GOAL OF THE EXERCISE:
Rewrite the material from the line with "like [(908, 468)]." up to and including the line with "[(299, 102), (1151, 151), (1236, 103)]", putting "cumulus cloud" wherever "white cloud" appears and keeping everything else unchanged.

Records of labeled points

◆ ◆ ◆

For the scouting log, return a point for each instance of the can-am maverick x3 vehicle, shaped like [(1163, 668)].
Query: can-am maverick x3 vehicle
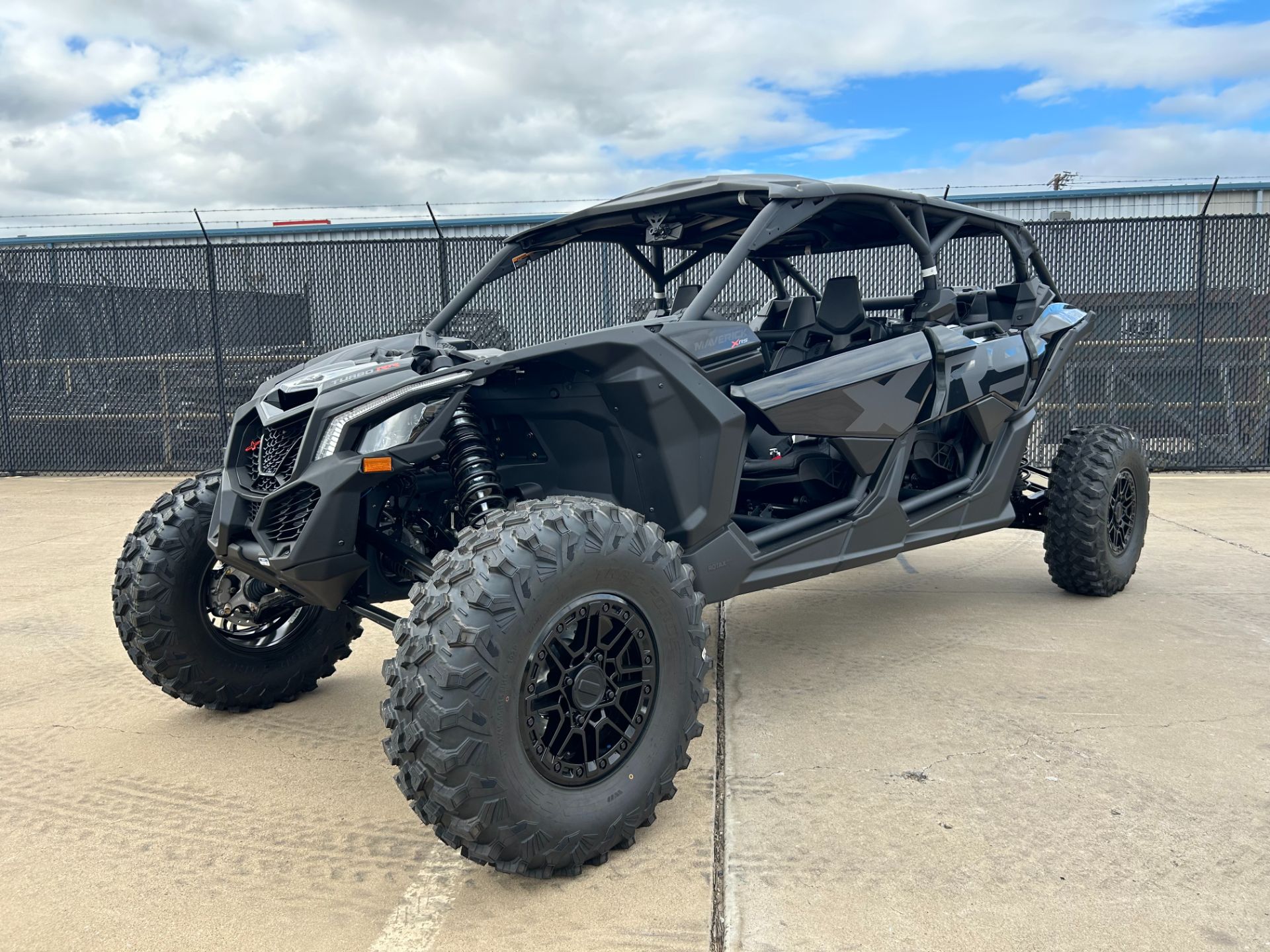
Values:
[(559, 514)]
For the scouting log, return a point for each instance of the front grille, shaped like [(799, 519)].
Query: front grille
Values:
[(273, 461), (286, 516)]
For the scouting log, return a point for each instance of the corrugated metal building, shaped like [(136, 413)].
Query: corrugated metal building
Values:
[(1140, 202), (1137, 202)]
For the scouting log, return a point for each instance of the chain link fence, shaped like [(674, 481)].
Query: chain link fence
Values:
[(130, 360)]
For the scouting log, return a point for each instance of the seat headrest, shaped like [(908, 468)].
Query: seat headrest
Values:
[(683, 296), (802, 313), (841, 306)]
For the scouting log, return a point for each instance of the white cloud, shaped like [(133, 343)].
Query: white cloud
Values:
[(299, 102), (1151, 151), (1236, 103)]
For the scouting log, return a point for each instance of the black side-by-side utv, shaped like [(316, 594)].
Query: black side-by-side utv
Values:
[(559, 514)]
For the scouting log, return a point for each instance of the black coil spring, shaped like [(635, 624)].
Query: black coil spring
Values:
[(472, 467)]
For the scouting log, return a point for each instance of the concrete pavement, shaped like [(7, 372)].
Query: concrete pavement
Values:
[(939, 752), (949, 752)]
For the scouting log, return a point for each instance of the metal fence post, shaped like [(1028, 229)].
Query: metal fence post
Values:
[(216, 331), (1201, 303), (9, 459)]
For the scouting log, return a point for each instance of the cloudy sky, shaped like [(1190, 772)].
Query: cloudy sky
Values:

◆ ◆ ◆

COMPLETE RESPONSE:
For the scouting log, return a point for each instance of the seat headrest, shaped like [(908, 468)].
Query: seat headrest
Values:
[(683, 296), (802, 313), (841, 306)]
For the scouting log, return a point for each instance of the cumulus cloud, shaped like [(133, 343)].
Query: cumulus cloud
Values:
[(299, 102), (1151, 151), (1236, 103)]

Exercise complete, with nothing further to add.